Request:
Each entry has to be copied exactly, with nothing missed.

Exercise data:
------------------------------------

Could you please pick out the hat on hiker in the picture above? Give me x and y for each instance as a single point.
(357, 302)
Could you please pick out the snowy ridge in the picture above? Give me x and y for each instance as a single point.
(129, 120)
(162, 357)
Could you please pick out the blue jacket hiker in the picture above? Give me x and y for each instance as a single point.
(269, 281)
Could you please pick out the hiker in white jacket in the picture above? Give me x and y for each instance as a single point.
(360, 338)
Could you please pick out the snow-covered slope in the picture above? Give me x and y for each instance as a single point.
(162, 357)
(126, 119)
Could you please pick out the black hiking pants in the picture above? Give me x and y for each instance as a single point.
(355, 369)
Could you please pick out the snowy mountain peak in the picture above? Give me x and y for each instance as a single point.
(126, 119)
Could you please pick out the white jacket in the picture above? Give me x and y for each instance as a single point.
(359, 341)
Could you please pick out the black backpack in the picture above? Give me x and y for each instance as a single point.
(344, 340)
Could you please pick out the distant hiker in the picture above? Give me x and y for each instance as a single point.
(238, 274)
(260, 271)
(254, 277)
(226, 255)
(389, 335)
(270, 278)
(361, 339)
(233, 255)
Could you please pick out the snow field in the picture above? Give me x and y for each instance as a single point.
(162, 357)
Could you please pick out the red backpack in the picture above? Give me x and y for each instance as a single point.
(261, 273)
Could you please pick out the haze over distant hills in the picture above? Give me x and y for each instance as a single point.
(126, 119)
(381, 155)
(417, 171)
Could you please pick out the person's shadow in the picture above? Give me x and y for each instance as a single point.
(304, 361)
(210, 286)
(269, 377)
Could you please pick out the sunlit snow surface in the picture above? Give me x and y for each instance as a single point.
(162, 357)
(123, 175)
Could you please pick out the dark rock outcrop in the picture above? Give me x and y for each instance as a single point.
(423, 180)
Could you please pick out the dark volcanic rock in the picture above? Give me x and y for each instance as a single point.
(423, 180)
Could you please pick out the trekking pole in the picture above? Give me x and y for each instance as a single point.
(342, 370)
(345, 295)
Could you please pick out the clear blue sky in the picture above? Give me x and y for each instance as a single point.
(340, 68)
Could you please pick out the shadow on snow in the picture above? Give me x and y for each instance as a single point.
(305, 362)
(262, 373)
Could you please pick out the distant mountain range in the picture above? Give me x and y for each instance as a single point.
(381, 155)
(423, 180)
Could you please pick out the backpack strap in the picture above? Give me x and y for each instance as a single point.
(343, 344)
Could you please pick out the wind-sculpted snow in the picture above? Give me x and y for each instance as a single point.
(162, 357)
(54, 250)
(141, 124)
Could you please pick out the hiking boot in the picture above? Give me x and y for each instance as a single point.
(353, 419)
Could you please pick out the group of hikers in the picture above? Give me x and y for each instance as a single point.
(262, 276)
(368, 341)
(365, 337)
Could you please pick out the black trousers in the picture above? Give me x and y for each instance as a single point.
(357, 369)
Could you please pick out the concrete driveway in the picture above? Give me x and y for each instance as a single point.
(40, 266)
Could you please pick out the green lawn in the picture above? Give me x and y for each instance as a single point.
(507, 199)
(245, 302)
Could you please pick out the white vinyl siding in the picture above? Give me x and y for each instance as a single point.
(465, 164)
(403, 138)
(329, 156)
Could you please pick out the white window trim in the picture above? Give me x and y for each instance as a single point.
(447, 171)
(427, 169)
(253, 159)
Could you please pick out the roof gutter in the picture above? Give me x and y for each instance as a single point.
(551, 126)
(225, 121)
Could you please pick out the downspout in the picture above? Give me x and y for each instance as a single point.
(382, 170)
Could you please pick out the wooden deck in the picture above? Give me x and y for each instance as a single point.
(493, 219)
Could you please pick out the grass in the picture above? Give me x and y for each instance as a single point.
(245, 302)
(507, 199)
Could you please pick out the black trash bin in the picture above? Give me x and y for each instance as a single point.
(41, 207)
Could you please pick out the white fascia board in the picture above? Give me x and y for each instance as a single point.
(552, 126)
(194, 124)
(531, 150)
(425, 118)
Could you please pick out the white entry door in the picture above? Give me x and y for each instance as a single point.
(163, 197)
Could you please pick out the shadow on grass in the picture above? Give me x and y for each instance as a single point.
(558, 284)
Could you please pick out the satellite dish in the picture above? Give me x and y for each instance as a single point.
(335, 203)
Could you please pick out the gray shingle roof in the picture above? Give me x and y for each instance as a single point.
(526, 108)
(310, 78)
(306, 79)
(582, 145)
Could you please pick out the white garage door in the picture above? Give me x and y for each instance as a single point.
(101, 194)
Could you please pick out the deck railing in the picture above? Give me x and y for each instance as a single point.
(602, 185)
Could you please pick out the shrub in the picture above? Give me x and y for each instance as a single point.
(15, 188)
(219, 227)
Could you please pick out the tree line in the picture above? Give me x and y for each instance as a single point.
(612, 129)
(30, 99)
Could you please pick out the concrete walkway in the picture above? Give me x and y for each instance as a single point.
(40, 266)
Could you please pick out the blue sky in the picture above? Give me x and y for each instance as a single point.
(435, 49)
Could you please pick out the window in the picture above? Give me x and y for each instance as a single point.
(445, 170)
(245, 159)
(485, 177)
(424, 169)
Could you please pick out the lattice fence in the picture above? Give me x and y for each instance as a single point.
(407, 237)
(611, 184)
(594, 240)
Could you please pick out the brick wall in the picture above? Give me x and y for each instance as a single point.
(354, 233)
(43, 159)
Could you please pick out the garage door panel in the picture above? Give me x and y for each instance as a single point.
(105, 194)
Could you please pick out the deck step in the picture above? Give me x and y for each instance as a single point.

------------------------------------

Completed exercise:
Could you please pick out the hat on hiker in the picture above? Give me x and y for each instance as a single point.
(357, 302)
Could you please pick out the snowy ridge in the picture above? Give me x and y for each instance as a single point.
(129, 120)
(162, 357)
Could you please pick out the blue jacket hiker in the picture above? Give me x and y for each instance as a single point.
(269, 281)
Could you please pick out the hiker in white jacket in the picture above? Give me x and y for each instance as a single point.
(360, 338)
Could you please pick out the snow-covered slope in the picture above? Give me x and y for each instance as a single point.
(162, 357)
(126, 119)
Could you please pick out the black hiking pants in the picture above? Give me x and y for each instance as a single point.
(355, 369)
Could you please pick out the snowy mountain peak in the picture above? Give me x and y for each instance as a single point.
(126, 119)
Could you please pick out the white jacket in the picture above? Give me x and y for each instance as a single point.
(359, 341)
Could you please pick out the black backpack in the picture above? Give me x and y for each instance as a single point.
(344, 340)
Could you please pick out the distant hiker in the picture above? Give me x and y for each instance as a single point.
(238, 274)
(260, 271)
(254, 277)
(226, 255)
(389, 335)
(270, 278)
(361, 339)
(233, 255)
Could you please pick out the snow field in the picture above? Give me x and y for each instance as a single point.
(162, 357)
Could you please pick out the red backpack in the picture above? Give me x and y for each instance as a single point.
(261, 273)
Could you please pick out the haze over distant hills in the picture above? Give me x and y for each instance as a single point.
(126, 119)
(381, 155)
(417, 171)
Could you please pick out the person's shadow in the picture above? Give me x and y for each instance as a single point.
(304, 361)
(210, 286)
(269, 377)
Could you please pick out the sunlit snow surface in the picture above? Give me x and y for each instance as a single point.
(162, 357)
(123, 175)
Could you please pick out the dark rock outcrop in the picture above? Give me x and y for each instance as a single point.
(423, 180)
Could you please pick out the dark volcanic rock in the picture above? Give me x and y for each instance as a single point.
(423, 180)
Could you please pick out the trekking pole in the picture above? Give me x and y for each instance as a single point.
(342, 370)
(345, 295)
Could you please pick out the clear blue sky in the picture above? Give me x and y for each instance as a single point.
(340, 68)
Could you please pick out the shadow on snow in the picture above? Give me x and y for each instance as a single point.
(305, 362)
(262, 373)
Could you please pick out the distant mountain range in the picture above? Give me x and y for each instance as a single point.
(381, 155)
(423, 180)
Could you please pick out the backpack strap in the picture above? Give me x and y for each instance as a single point.
(343, 344)
Could you please pick out the wind-sculpted snow in the picture above? Give me x and y for each instance as a single point.
(162, 357)
(54, 250)
(141, 124)
Could you please pick out the hiking boot in the picture above? Give me x and y for each instance as a single point.
(353, 419)
Could you please pick out the group of hikers in the picture above? Give me x and y for each instance as a single point.
(262, 276)
(368, 341)
(365, 337)
Could you please pick out the black trousers in the picture above? Give me x and y for each instance as a single point.
(357, 369)
Could you please pick out the concrete driveway in the picture above? Give me x and y for each instance as a single point.
(40, 266)
Could you please pick out the green lawn in the picture above? Give me x and y for each instance as a single point.
(507, 199)
(245, 302)
Could you please pick out the white vinyl siding in the picture above? Give me x and y for each instance as a single point.
(465, 164)
(403, 138)
(329, 156)
Could you please pick out the white window trim in the picture above? Give me x and y for each instance as a single point.
(447, 171)
(427, 169)
(253, 159)
Could you please pick out the roof gutter in the picture above? Give me x and y for each instance as a single point.
(551, 126)
(225, 121)
Could you please pick out the downspout in the picture above? Give me x and y for each instance as a single point.
(382, 170)
Could you please pick out the wooden deck in the picture above? Give me x and y for each instance as a single point.
(493, 219)
Could you please pick out the grass in the picture above? Give me x and y for each instance as a single point.
(245, 302)
(507, 199)
Could you please pick out the black trash bin in the picture above? Give me x and y for each instance as a single point.
(41, 207)
Could you please pick out the white fascia board in the picture above? Give me x and y for each instance as a single point.
(552, 126)
(194, 124)
(531, 150)
(425, 118)
Could you please pick out the white entry door in the picture above? Give me x and y for each instance as a single point.
(163, 197)
Could you please pick out the shadow on grass in the picture above? Give me x and y for each instance as a single point.
(558, 284)
Could you please pick out the satellite dish in the picture above? Give me x and y for each instance as a single point.
(335, 203)
Could you please pick out the gray shingle roof in the picture above? Give me x and y for each instance as a single point.
(526, 108)
(310, 78)
(306, 79)
(582, 145)
Could you please pick out the white garage door in the picture above? Give me x and y for each instance as a single point.
(101, 194)
Could you please pick out the deck railing in the picture above? Give me x and y for each instance as a single point.
(602, 185)
Could you please pick out the shrub in the picture above? Give me x and y for each instance as a single point.
(15, 188)
(219, 227)
Could you please pick out the tree line in the picture above? Give me x and y for each instance as a single point.
(612, 129)
(30, 99)
Could you please pick out the concrete walkway in the picture above? Give me x and y for each instance as a single point.
(40, 266)
Could you please pick out the blue sky in the picture above? Give me x and y for each instance as a single point.
(435, 49)
Could you please pick out the window in the picture above? Give me x and y for each instance as a single point.
(445, 170)
(245, 159)
(485, 177)
(424, 169)
Could you please pick out the lattice fence in the picture above? Give me x and y for each instance as a single point.
(407, 237)
(611, 184)
(594, 240)
Could you please pick out the brick wall in the picture above? Give me x and y for each instance as a single point.
(354, 233)
(43, 159)
Could you please pick out the garage door panel in the picture above? Give me x and y for each instance as a single point.
(105, 194)
Could you please pick out the deck step in the picture above? Give me x and y for each instance as a single point.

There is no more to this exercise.